Page.

______________________________

Hey, Andi

We can almost certainly replace a lot of the initialValue uses with defaultValue, especially for values that aren't references. There's some risk there, because the return value Item.hasLocalAttributeValue () is different in the two cases, and some code (ICalendar/sharing, maybe) could rely on that.

So far as reflists go, there are really two approaches in use right now:

1) Use defaultValue=None in your attribute.

(Example: EventStamp.modifications or EventStamp.occurrences)

Then, always make sure you can deal with None when iterating over myAttr. If you have a biref, let the repository take care of setting up the biref where possible, by always assigning to the "other" end. This avoids a lot of checking for None, and initializing the attribute to [] (or set() or {} as appropriate).

2) Use initialValue=[]

(Example: Reminder.reminderItems)

As you noticed, this leads to an extra attribute assignment every time you create the Item. It does, however, make for simpler code: you assume that attribute always exists, and just iterate over it, call add()/remove()/whatever on it, and all's well. Unfortunately, it also has the downside that initialValues don't always get set (if items are imported via sharing, __init__ and initialValues are bypassed), which leads to bugs.

(As an aside, there's a movement afoot -- mainly PJE's work -- to have initialValues in Stamp subclasses only be set up when the stamps are actually added. This would probably cut down on some of the empty collection values in your report. cf.

<http://bugzilla.osafoundation.org/show_bug.cgi?id=7322>)


Anyway, is there a way to have the best of 1) and 2)? i.e. have something that behaved like defaultValue=[], until you tried to modify the collection? i.e. in code:

>>> class MyItem(schema.Item):
...     myAttr = schema.Sequence(schema.Item, magicValue=[])
...
>>> x = MyItem(...)
>>> list(x.myAttr)
[]
>>> x.hasLocalAttributeValue('myAttr')
False
>>> x.myAttr.add(x)
>>> x.hasLocalAttributeValue('myAttr')
True
>>> x.myAttr.first()
<MyItem ....>

In fact, shouldn't all many-valued attributes behave this way?

--Grant

On 18 Jan, 2007, at 17:49, Andi Vajda wrote:


A while ago I noticed that the Chandler 'Welcome Note' had 49 values out of the box. That number seemed a little high to me so I looked into this issue
a little more. Below is what I found so far.

Using Katie's alpha4.ini file which restores the collections she's normally using during dogfooding Chandler I end up with a repository containing 1816 ContentItem instances. This includes the office calendar.

   >>> l=list(ContentItem.iterItems(view))
   >>> len(l)
   1816

These 1816 instances contain a total of 58856 values or references, that is, 58856 named entries in their _values and _references dictionaries.

______________________________

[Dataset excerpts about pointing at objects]
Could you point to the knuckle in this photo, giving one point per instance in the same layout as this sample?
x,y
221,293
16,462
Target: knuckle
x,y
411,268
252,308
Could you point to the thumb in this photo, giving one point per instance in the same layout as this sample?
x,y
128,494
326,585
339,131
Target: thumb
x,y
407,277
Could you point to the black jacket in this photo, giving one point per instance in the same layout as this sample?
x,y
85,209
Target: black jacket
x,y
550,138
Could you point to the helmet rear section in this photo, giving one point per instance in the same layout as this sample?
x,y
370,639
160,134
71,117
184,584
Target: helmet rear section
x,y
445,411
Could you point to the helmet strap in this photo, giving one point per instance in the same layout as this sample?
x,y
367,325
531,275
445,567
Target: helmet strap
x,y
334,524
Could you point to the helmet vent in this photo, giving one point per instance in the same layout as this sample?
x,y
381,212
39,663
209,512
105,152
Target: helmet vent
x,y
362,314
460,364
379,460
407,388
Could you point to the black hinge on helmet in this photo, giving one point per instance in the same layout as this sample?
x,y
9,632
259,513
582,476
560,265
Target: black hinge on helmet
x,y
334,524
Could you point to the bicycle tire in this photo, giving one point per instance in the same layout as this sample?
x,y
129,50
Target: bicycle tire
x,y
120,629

______________________________

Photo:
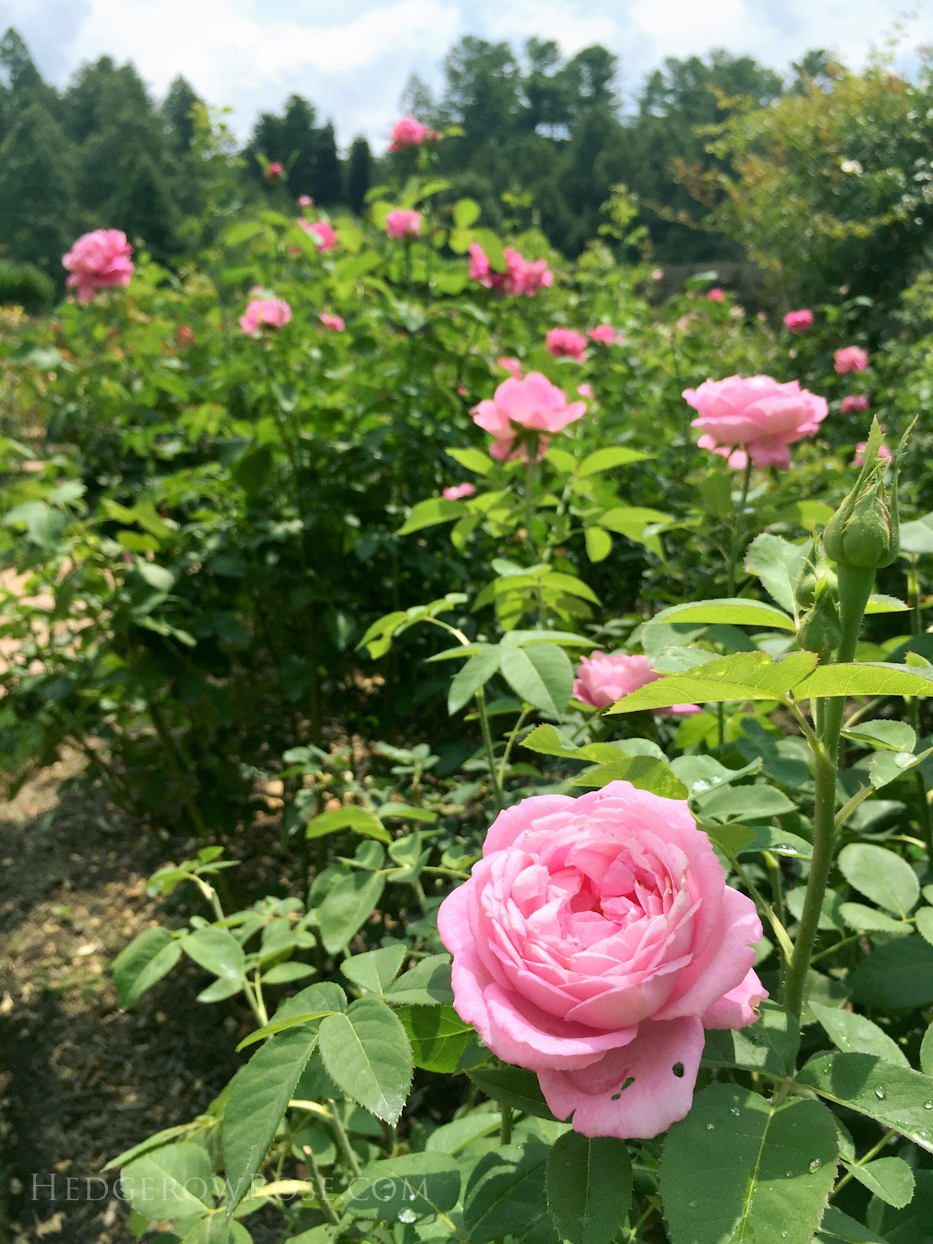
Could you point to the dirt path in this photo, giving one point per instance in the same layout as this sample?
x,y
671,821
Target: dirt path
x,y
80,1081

______________________________

Complete the following.
1 - Output the passage of the message about initialValue and defaultValue that opens with the words containing "1) Use defaultValue=None" and closes with "(Example: Reminder.reminderItems)".
2 - Rewrite the paragraph in the message about initialValue and defaultValue that begins "As you noticed, this leads to" as a short bulleted list that keeps its main facts.
3 - Using the message about initialValue and defaultValue, explain in one to three sentences why replacing initialValue uses with defaultValue carries some risk.

Answers to each task.
1 -
1) Use defaultValue=None in your attribute.

(Example: EventStamp.modifications or EventStamp.occurrences)

Then, always make sure you can deal with None when iterating over myAttr. If you have a biref, let the repository take care of setting up the biref where possible, by always assigning to the "other" end. This avoids a lot of checking for None, and initializing the attribute to [] (or set() or {} as appropriate).

2) Use initialValue=[]

(Example: Reminder.reminderItems)

2 -
- Using initialValue=[] adds an extra attribute assignment every time an Item is created.
- It makes code simpler, because the attribute can be assumed to exist. You can iterate over it or call add(), remove() and similar methods on it directly.
- Its downside is that initialValues are not always set. Items imported via sharing bypass __init__ and initialValues, and this leads to bugs.

3 - The return value of Item.hasLocalAttributeValue() differs depending on whether initialValue or defaultValue is used. Some code, possibly ICalendar/sharing, could rely on that return value.